Begin Information shown
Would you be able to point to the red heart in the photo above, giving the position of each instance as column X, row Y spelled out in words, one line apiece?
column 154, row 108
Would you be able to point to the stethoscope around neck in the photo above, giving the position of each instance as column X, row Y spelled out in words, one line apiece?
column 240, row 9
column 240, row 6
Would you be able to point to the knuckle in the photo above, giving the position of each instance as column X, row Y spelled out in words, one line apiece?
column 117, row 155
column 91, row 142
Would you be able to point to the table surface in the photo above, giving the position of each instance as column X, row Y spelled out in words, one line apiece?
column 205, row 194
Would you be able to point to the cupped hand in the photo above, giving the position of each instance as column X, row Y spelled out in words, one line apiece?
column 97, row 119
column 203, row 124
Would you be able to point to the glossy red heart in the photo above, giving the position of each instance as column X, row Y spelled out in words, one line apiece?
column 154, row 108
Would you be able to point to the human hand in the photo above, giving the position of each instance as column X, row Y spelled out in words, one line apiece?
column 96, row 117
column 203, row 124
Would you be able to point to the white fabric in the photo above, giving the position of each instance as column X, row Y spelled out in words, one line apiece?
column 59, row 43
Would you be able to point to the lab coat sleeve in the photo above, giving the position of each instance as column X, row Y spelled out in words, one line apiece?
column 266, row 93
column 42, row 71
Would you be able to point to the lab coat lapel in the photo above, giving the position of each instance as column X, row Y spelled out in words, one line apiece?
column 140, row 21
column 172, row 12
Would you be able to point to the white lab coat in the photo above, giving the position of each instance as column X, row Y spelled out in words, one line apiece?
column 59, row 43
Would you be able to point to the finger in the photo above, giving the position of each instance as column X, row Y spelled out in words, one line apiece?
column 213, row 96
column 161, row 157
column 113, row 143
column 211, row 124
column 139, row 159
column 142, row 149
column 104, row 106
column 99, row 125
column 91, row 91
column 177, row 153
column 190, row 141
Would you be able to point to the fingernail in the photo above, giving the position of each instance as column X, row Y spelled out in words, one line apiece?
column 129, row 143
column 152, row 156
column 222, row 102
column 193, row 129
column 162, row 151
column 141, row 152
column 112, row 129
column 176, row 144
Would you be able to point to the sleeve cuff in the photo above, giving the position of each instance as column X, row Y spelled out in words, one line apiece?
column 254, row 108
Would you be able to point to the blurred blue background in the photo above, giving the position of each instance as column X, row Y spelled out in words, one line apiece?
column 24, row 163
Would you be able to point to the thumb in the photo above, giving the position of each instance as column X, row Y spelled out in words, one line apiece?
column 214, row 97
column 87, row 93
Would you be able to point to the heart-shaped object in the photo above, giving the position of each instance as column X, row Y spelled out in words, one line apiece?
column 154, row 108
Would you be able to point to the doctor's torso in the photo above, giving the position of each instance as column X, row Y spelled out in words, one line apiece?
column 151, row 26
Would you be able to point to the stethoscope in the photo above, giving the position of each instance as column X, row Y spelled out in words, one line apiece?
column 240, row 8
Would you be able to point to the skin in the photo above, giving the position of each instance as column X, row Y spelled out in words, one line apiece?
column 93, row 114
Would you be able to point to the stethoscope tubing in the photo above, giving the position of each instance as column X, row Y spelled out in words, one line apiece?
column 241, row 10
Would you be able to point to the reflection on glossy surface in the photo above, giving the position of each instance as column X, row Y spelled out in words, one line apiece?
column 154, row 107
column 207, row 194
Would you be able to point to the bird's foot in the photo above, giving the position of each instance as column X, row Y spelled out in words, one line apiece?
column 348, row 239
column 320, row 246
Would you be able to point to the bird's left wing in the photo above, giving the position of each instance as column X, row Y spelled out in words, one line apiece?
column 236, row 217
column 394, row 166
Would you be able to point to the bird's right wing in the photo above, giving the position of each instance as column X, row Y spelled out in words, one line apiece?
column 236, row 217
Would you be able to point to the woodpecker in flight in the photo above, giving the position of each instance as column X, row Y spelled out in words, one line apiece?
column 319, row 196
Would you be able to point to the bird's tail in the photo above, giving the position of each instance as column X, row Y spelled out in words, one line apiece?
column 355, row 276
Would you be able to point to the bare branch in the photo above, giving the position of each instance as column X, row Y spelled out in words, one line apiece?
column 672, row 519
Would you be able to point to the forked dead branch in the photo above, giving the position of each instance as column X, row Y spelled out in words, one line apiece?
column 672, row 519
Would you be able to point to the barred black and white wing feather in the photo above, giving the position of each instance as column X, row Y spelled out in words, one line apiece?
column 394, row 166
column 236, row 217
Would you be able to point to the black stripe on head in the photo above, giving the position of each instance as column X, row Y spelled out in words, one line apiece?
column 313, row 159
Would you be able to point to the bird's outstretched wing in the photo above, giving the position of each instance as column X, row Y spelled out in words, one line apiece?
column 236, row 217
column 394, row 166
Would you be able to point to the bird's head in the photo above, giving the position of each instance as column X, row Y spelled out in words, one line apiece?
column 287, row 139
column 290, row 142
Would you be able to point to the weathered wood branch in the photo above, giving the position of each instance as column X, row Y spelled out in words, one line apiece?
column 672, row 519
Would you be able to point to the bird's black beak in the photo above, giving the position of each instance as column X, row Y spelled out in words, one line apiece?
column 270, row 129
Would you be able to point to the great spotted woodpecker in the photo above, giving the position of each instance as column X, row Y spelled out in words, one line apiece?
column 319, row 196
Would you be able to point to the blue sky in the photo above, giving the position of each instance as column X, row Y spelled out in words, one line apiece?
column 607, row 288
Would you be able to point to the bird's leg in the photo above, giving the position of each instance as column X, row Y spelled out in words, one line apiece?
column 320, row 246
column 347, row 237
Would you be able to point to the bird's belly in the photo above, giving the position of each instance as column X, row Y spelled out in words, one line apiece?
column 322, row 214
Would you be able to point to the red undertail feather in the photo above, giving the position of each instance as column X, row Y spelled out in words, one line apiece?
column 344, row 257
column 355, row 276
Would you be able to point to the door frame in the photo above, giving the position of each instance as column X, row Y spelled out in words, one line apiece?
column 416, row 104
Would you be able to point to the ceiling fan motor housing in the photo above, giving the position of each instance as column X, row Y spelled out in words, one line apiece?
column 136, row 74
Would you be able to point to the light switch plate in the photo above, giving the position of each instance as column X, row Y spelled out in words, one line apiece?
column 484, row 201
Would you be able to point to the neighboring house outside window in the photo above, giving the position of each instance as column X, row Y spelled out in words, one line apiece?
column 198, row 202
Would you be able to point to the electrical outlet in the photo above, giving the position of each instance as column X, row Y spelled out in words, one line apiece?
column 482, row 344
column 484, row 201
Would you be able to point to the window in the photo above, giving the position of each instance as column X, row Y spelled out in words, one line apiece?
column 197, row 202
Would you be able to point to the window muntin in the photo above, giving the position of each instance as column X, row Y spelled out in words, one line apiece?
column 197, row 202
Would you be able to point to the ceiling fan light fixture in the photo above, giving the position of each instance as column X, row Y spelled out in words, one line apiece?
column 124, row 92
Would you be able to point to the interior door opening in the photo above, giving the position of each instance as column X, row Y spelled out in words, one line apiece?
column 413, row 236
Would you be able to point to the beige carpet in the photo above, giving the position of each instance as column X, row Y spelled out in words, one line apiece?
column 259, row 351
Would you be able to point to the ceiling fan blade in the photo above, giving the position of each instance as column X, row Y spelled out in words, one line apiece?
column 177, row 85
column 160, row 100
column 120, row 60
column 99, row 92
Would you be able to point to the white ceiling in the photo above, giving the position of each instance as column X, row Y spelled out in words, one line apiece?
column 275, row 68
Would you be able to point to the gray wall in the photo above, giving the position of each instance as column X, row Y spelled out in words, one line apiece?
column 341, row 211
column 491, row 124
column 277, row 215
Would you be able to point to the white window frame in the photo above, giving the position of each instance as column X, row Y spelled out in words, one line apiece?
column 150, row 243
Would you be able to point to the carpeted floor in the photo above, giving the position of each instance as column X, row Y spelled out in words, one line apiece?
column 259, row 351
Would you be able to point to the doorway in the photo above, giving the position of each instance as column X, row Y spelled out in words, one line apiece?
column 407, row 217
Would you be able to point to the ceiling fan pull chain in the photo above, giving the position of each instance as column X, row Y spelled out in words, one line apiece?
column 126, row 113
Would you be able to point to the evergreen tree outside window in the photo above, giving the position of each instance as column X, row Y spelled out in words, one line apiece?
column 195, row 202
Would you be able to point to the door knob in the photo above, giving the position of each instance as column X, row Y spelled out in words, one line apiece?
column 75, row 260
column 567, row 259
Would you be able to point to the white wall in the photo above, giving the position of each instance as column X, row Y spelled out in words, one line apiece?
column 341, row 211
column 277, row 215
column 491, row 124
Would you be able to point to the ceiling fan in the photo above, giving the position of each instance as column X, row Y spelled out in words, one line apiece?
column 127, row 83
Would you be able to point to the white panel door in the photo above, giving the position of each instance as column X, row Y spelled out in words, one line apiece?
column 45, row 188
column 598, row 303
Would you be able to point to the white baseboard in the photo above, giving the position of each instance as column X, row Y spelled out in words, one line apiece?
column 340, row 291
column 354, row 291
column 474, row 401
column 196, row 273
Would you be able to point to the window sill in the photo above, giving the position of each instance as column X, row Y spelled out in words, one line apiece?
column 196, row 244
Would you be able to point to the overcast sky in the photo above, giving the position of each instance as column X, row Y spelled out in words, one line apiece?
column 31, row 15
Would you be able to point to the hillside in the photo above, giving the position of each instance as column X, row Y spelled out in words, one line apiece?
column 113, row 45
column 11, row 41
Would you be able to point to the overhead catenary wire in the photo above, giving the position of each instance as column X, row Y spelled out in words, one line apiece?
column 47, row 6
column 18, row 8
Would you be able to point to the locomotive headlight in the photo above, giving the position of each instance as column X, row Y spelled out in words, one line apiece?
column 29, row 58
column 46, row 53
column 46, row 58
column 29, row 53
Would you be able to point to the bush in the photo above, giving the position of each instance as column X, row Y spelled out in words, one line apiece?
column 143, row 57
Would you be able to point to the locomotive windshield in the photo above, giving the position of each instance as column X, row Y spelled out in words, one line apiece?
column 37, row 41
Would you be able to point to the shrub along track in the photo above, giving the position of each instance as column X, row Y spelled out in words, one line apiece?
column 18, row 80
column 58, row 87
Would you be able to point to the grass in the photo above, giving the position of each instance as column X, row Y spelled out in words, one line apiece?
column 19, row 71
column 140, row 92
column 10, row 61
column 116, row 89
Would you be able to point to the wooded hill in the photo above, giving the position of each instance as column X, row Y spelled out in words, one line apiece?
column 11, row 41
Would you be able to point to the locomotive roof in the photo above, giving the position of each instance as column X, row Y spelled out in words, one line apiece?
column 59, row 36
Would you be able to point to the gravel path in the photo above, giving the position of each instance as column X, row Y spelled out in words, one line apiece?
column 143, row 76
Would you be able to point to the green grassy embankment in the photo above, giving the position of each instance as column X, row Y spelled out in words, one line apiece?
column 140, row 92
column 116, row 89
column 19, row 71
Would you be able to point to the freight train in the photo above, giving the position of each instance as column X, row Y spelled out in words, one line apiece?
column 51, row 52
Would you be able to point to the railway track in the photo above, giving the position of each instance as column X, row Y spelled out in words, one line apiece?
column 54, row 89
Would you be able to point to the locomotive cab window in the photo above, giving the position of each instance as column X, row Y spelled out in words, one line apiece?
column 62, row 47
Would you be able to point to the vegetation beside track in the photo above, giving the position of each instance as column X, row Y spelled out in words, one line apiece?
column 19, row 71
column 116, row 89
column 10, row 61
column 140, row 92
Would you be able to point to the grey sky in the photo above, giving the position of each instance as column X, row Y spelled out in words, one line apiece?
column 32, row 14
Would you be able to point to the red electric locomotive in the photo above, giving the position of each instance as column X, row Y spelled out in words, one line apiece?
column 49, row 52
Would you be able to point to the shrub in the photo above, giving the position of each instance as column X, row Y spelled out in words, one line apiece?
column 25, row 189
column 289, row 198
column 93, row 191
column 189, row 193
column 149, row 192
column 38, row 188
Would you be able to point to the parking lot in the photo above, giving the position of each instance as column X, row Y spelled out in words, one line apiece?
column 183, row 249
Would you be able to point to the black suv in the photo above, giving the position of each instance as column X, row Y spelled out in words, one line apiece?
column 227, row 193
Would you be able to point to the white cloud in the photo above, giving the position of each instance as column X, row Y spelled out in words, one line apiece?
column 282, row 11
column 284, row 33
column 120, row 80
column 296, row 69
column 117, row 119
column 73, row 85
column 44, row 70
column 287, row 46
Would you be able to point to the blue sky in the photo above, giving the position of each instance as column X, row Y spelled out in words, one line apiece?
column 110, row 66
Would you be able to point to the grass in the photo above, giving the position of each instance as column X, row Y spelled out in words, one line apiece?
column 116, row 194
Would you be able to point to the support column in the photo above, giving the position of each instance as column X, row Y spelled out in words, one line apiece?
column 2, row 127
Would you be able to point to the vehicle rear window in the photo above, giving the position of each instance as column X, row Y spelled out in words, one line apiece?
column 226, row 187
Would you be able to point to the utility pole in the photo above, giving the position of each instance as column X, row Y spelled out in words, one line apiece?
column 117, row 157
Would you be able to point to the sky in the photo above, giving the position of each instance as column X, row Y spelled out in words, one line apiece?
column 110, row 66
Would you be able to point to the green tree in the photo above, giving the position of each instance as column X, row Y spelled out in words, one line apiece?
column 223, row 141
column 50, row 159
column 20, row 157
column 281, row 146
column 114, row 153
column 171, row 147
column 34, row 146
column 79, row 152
End Information shown
### Exercise goal
Return everything in the listing above from the line containing "Would you be able to point to the lab coat sleeve" down to the line containing "column 172, row 12", including both of those lines, with every line reproduced word for word.

### Task answer
Would you be able to point to the lab coat sleeve in the photo above, giving the position of each instance as column X, row Y spelled out in words, one line apiece?
column 266, row 93
column 42, row 71
Would you be able to point to the lab coat lapel in the photo above, giving the position of each instance as column X, row Y spelled out in words, one line apiece?
column 140, row 21
column 172, row 12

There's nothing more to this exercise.